§ Job A
Decide whether each statement below agrees with the court opinion excerpt. For each one, answer yes or no and quote the deciding words of the excerpt exactly. (i) The case was argued in 1980 and decided in 1981. (ii) The opinion was written by Circuit Judge Widener. (iii) The court states that its jurisdiction comes under 30 U.S.C.A. § 932(a).

§ Document excerpt
******************************
647 F.2d 452
Betty Jean HUGHES (Widow of Teddy V. Hughes), Claimant-Respondent,
HEYL & PATTERSON, INC., Employer-Petitioner,
Director, Office of Workers' Compensation Programs, United
States Department of Labor, Respondent.
United States Court of Appeals,
Argued April 10, 1980.
Decided April 29, 1981.
Daniel M. Curtin, Pittsburgh, Pa. (Strassburger & McKenna, Pittsburgh, Pa., on brief), for employer-petitioner.
Roger M. Siegel, U. S. Dept. of Labor, Washington, D. C. (Carin Ann Clauss, Sol. of Labor, Laurie M. Streeter, Associate Sol., Judith E. Wolf, Co-Counsel for Black Lung Ben., Washington, D. C., on brief), for respondent.
C. Patrick Carrick, Bakersfield, Cal. (Ross Maruka, Fairmont, W. Va., on brief), for claimant-respondent.
Before WIDENER and SPROUSE, Circuit Judges, and C. WESTON HOUCK, United States District Judge for the District of South Carolina, sitting by designation.
HOUCK, District Judge:
This matter is before the court on the petition filed by Heyl & Patterson, Inc. seeking review of a decision of the Benefits Review Board of the United States Department of Labor, which upheld an administrative determination that Heyl & Patterson, Inc. was liable for the payment of federal black lung benefits as a result of the disability and death of its employee, Teddy V. Hughes. This court has jurisdiction under 30 U.S.C.A. § 932(a), incorporating 33 U.S.C.A. § 921.
******************************
§ The records
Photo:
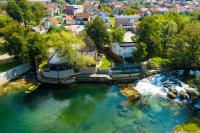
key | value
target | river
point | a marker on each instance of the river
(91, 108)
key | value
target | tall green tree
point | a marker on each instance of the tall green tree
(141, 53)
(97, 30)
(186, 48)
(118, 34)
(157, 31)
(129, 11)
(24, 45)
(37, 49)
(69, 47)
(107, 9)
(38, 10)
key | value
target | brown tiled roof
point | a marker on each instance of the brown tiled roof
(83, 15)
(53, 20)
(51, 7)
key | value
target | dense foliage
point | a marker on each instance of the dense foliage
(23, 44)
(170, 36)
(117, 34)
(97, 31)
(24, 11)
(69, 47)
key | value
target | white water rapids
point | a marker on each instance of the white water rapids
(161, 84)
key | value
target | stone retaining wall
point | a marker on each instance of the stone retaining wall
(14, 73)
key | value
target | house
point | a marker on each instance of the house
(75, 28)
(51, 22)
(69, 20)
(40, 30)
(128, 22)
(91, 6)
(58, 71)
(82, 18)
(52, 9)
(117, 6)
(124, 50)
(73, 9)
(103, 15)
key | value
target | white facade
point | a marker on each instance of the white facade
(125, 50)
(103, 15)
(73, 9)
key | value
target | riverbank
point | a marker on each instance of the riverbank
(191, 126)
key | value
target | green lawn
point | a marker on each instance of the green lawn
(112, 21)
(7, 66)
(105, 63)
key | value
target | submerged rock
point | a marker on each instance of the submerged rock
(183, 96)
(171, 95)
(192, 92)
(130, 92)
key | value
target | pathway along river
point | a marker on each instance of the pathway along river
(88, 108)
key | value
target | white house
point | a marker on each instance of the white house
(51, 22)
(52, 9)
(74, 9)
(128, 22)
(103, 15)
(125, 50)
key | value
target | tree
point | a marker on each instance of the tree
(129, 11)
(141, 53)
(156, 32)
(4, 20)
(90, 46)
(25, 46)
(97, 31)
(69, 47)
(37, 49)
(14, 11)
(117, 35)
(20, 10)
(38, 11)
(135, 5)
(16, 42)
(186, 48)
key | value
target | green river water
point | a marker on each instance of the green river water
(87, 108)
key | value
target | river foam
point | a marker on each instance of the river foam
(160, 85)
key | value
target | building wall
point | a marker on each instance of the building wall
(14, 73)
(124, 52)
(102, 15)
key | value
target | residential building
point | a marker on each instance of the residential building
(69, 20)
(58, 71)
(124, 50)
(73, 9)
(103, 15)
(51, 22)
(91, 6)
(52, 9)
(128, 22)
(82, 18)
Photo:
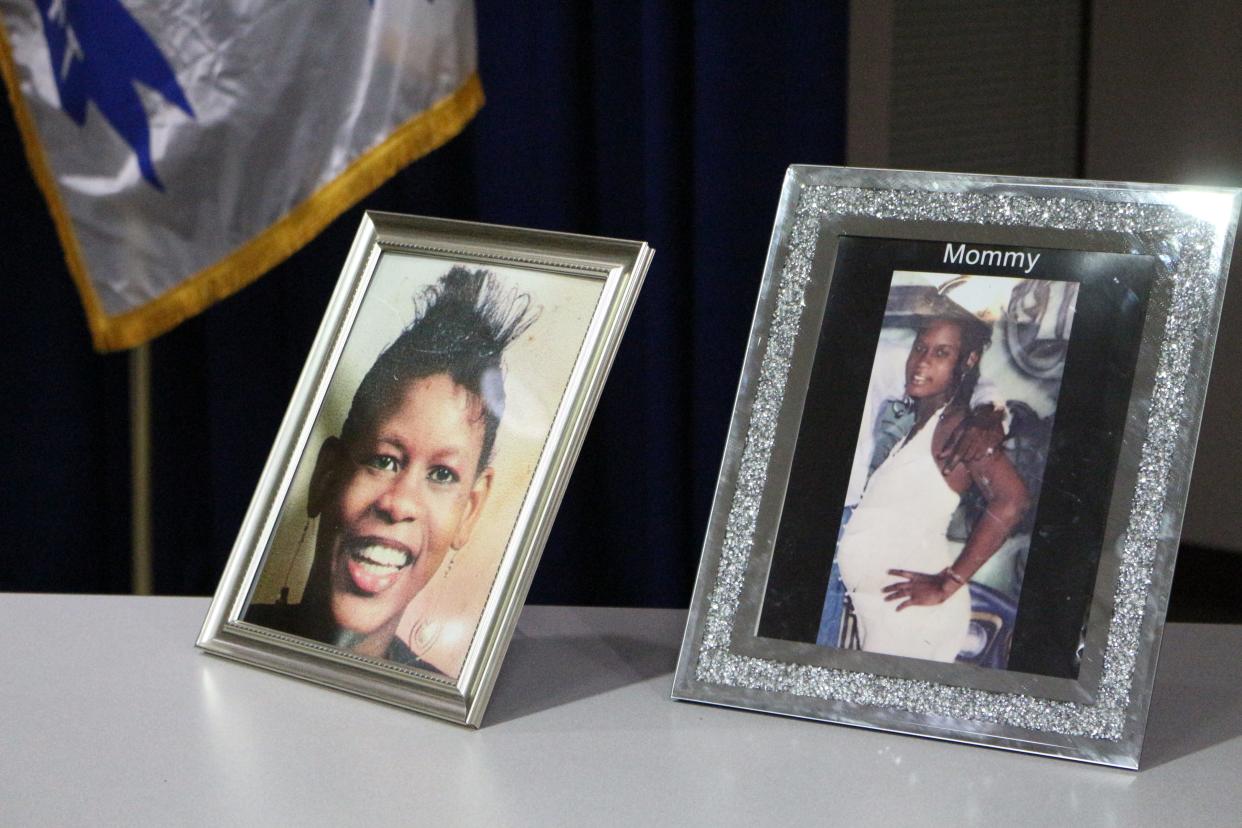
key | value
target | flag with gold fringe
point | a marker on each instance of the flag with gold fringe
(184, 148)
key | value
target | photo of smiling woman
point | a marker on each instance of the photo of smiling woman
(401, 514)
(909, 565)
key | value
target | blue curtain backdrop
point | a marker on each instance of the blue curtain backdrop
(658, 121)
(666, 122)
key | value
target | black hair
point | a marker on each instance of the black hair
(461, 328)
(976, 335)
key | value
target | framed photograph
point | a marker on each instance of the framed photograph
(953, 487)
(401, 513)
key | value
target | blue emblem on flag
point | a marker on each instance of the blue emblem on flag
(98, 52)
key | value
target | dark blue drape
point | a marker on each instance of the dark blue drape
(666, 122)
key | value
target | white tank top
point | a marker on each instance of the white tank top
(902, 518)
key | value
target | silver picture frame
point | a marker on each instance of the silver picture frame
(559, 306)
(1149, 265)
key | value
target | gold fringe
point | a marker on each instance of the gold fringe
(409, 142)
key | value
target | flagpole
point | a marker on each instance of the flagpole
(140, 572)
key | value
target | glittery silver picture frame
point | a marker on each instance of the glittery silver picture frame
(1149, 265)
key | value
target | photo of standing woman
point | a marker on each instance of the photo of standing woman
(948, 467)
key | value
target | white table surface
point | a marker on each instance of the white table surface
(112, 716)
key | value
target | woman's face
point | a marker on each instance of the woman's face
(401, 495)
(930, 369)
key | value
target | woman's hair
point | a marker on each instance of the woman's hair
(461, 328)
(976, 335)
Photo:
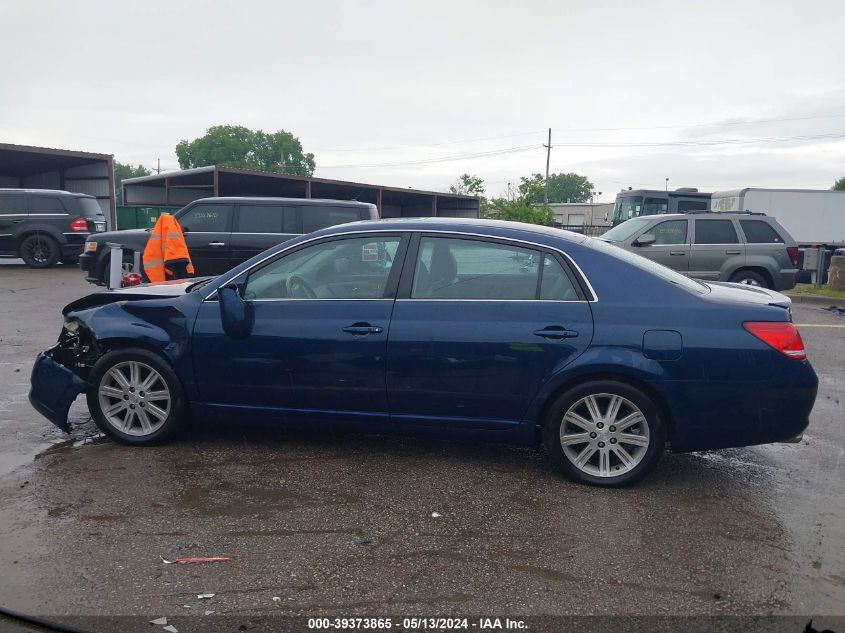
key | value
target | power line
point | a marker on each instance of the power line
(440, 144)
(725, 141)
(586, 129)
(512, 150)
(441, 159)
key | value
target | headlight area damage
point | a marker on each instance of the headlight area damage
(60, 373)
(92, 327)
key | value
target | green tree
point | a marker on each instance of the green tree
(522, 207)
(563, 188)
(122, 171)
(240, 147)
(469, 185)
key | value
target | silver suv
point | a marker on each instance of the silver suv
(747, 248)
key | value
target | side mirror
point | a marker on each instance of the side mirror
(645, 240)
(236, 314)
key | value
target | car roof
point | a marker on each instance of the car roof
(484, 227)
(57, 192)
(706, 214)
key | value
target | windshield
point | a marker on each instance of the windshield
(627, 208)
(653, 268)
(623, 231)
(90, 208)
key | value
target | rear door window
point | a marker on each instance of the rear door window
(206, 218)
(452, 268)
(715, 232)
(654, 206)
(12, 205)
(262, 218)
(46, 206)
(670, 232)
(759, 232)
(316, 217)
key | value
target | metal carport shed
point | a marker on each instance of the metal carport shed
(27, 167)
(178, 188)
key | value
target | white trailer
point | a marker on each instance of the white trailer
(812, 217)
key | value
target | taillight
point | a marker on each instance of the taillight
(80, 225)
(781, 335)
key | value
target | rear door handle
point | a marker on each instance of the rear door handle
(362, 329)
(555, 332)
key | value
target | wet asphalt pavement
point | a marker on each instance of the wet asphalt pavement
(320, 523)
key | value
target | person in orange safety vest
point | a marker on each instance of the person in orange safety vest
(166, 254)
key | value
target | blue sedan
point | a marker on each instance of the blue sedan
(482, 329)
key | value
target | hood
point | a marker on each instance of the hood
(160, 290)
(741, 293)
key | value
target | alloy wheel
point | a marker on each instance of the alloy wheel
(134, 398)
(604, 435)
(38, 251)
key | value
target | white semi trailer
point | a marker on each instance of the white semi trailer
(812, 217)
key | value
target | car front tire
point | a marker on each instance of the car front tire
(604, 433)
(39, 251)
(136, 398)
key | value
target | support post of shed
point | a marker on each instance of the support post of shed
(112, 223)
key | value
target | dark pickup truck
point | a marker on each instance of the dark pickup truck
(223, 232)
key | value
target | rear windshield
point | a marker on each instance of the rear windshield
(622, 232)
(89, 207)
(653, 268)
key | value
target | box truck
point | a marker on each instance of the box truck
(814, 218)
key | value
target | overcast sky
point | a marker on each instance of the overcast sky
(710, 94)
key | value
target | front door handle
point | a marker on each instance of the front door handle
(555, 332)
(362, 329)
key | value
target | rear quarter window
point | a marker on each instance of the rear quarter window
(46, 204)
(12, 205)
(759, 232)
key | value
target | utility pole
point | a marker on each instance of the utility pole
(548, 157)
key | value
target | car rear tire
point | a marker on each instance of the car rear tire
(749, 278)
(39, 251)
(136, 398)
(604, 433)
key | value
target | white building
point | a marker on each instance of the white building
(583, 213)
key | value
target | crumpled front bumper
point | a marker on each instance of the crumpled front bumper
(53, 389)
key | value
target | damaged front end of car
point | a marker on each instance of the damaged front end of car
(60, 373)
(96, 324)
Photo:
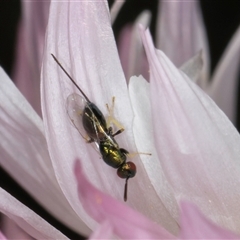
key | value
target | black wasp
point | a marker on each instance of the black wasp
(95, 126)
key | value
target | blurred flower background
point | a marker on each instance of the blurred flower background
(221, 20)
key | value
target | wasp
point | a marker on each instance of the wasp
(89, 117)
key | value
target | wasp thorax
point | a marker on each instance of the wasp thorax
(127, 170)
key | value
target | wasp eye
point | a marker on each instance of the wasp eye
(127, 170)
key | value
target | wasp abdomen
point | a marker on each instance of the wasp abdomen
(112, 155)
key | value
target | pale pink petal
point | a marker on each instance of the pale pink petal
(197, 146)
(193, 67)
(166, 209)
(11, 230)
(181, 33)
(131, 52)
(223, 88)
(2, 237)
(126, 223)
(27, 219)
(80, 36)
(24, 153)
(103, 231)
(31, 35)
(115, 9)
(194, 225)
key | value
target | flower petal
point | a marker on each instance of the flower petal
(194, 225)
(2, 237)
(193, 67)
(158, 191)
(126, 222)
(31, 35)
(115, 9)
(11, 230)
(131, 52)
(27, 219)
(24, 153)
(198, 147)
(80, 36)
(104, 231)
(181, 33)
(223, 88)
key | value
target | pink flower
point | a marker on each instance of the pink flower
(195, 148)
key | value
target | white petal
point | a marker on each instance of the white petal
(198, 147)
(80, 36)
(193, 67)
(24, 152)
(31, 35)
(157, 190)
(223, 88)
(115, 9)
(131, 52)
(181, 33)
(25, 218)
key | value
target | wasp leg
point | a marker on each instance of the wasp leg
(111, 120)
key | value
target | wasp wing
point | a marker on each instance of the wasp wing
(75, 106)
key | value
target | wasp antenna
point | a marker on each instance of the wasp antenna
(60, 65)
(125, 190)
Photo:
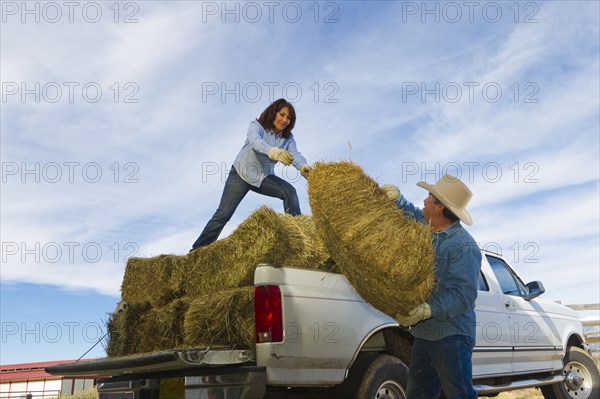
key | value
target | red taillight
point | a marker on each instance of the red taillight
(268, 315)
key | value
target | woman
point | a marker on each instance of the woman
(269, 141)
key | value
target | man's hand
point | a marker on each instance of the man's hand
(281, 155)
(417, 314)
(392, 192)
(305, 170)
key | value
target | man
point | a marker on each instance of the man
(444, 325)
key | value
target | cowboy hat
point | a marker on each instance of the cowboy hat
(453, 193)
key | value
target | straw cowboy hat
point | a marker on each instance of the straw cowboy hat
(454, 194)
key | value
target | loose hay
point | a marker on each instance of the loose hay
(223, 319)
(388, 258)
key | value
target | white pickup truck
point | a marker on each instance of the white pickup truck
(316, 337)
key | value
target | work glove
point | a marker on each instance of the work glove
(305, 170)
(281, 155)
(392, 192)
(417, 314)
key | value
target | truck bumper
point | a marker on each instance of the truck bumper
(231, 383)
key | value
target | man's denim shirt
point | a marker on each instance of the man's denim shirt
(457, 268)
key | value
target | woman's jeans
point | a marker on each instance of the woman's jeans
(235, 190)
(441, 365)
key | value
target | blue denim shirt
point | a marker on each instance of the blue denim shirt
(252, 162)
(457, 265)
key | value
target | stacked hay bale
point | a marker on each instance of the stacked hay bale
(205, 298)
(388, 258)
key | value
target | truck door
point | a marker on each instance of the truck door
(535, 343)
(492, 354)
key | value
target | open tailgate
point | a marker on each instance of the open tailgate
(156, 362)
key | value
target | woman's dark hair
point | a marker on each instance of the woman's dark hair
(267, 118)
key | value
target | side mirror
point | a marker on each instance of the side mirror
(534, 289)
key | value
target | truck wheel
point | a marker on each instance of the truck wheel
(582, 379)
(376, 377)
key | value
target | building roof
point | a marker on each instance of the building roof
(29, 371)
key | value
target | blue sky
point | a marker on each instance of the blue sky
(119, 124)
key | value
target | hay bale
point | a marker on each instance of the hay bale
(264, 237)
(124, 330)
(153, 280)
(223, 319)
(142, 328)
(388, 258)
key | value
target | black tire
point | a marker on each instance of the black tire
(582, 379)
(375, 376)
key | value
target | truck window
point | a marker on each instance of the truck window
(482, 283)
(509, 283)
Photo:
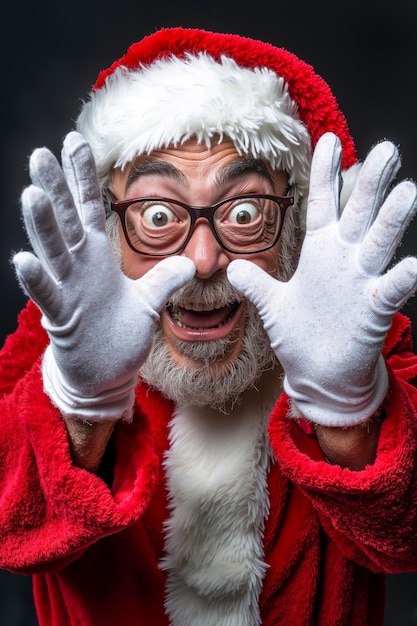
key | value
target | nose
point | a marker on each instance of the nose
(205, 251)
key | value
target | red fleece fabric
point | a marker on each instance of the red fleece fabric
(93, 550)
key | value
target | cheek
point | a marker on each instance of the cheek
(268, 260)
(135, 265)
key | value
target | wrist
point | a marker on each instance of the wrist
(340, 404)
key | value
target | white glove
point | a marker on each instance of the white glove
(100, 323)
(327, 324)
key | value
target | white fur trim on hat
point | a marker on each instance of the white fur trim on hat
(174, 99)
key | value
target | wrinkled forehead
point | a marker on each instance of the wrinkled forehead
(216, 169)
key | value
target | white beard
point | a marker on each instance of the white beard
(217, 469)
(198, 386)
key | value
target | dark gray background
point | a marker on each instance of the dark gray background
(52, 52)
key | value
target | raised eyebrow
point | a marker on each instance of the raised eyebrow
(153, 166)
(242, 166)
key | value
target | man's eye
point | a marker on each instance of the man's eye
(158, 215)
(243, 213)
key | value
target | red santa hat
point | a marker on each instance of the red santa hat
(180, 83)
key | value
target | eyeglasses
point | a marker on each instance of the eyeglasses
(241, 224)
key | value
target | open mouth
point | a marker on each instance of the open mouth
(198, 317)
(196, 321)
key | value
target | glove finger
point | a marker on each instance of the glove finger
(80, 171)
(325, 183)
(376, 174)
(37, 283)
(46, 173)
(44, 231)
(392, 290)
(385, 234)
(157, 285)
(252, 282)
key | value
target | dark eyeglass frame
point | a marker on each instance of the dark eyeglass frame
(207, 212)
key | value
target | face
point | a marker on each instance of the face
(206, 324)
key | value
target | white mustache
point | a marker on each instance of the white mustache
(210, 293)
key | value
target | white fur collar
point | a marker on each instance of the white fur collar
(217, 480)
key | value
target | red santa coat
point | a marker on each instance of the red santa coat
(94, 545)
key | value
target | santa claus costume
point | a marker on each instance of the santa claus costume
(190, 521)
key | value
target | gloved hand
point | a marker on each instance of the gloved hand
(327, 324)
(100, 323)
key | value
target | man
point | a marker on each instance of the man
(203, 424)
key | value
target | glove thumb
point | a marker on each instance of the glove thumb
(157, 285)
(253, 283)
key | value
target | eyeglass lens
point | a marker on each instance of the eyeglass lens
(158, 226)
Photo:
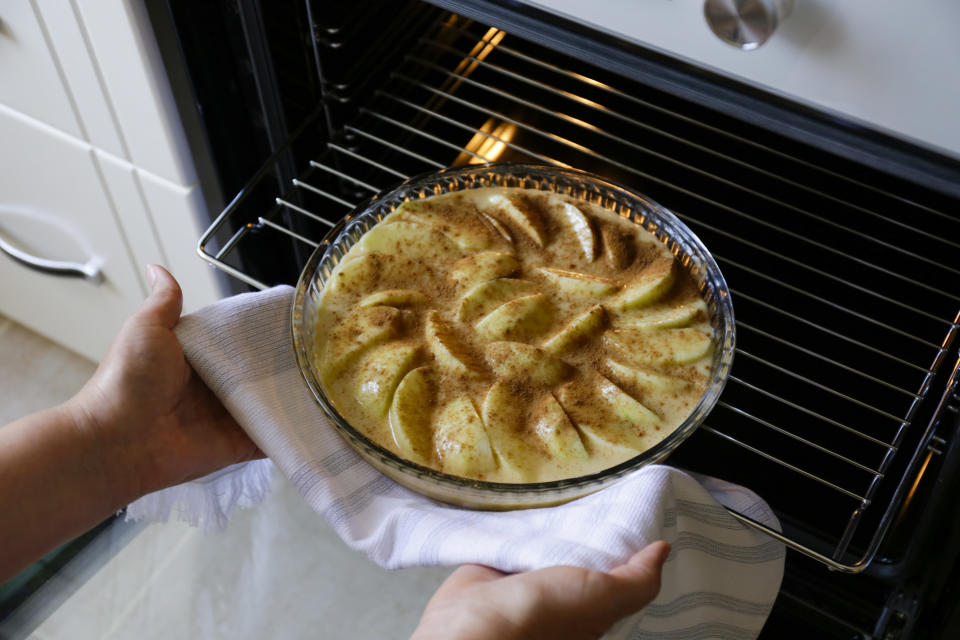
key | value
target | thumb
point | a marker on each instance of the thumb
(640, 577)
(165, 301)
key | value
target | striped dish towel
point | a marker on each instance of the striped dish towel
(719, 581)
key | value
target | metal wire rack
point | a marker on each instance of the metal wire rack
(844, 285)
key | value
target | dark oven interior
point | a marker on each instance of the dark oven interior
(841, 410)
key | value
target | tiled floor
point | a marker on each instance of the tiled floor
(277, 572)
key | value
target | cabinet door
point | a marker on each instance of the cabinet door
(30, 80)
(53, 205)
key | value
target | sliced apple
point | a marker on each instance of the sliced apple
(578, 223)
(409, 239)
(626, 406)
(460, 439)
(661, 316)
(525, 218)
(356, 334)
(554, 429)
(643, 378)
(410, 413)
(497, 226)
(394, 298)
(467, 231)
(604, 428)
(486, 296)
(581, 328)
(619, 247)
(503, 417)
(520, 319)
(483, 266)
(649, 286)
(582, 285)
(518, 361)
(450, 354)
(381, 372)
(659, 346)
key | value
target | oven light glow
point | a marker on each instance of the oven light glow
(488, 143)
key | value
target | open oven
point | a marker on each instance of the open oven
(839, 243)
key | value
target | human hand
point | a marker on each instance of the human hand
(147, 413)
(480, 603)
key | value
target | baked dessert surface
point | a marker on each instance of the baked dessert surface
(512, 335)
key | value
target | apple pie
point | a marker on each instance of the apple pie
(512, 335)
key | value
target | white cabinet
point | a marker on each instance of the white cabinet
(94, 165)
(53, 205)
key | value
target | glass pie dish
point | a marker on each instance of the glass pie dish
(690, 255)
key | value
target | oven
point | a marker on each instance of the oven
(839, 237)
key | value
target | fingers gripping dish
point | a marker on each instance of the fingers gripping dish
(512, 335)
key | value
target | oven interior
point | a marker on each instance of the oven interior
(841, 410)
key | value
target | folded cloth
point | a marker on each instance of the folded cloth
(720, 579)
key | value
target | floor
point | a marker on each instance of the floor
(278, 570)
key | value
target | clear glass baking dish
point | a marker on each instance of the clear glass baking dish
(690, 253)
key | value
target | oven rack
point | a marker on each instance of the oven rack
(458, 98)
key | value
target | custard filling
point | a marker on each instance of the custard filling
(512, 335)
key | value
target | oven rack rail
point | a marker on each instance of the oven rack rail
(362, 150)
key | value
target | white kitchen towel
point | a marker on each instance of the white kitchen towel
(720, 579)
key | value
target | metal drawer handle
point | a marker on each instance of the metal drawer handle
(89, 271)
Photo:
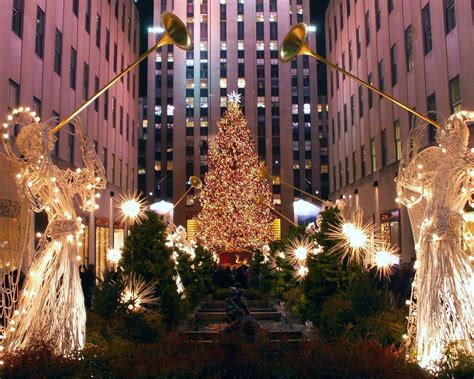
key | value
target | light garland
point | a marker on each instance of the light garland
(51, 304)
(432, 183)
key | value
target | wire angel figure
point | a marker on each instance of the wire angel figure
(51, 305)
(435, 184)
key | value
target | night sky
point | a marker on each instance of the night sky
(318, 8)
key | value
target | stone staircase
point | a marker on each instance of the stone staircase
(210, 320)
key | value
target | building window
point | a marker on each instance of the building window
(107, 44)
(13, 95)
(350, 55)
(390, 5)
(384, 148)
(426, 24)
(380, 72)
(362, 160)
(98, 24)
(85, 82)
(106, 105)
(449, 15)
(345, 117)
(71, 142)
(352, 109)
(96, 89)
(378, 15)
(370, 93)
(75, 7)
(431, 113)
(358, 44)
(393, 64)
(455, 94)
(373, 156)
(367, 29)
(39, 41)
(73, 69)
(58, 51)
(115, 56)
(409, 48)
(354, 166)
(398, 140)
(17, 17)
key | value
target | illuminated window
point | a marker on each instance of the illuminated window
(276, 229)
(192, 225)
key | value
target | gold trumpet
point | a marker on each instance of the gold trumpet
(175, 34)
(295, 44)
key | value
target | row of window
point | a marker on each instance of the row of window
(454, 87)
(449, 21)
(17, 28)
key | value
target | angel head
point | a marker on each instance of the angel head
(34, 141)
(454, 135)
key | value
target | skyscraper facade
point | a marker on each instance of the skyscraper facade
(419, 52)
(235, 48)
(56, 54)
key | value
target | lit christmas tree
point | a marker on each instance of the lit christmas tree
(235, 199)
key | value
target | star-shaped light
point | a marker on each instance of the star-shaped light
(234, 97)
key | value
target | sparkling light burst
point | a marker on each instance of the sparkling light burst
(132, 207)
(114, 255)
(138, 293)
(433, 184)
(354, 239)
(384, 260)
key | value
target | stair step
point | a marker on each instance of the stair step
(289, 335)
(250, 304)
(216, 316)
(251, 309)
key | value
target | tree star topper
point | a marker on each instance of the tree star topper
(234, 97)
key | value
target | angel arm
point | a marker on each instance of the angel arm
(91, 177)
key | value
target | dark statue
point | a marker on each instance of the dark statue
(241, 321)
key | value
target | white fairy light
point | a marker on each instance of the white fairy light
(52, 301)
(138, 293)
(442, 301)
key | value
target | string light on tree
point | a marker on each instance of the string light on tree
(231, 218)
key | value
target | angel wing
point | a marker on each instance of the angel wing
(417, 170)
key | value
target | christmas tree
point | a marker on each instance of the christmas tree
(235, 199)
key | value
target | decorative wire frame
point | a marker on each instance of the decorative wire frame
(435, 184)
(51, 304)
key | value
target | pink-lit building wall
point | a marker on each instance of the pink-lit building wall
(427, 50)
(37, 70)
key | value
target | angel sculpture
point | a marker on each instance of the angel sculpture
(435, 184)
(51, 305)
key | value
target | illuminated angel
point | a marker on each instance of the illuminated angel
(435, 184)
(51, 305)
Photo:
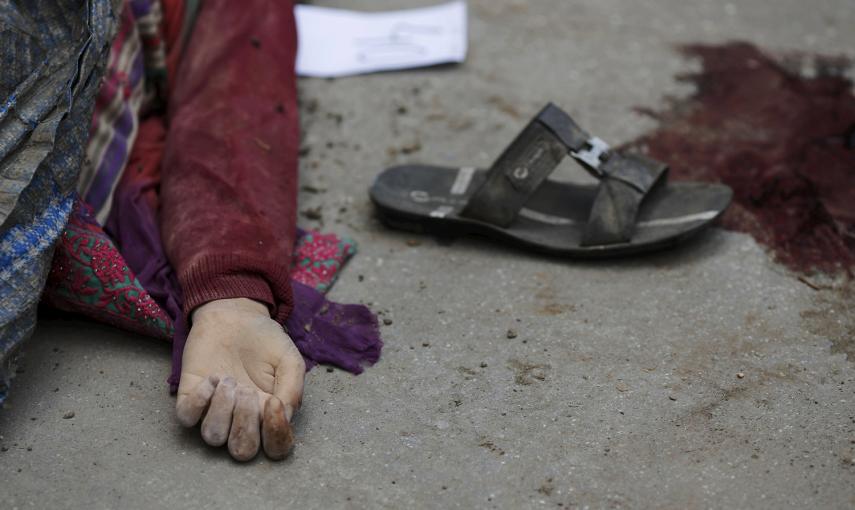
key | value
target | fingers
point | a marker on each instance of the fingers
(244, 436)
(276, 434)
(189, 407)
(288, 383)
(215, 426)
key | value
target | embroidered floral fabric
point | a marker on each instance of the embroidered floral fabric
******************************
§ Job B
Locate every line in the rows above that contains the word "nose", and copy each of those lines. Case counts.

§ Result A
(i) Yes: "Argued April 10, 1980." and "Decided April 29, 1981."
(ii) No: "HOUCK, District Judge:"
(iii) Yes: "This court has jurisdiction under 30 U.S.C.A. § 932(a), incorporating 33 U.S.C.A. § 921."

§ Result B
target | nose
point | a marker on each instance of the nose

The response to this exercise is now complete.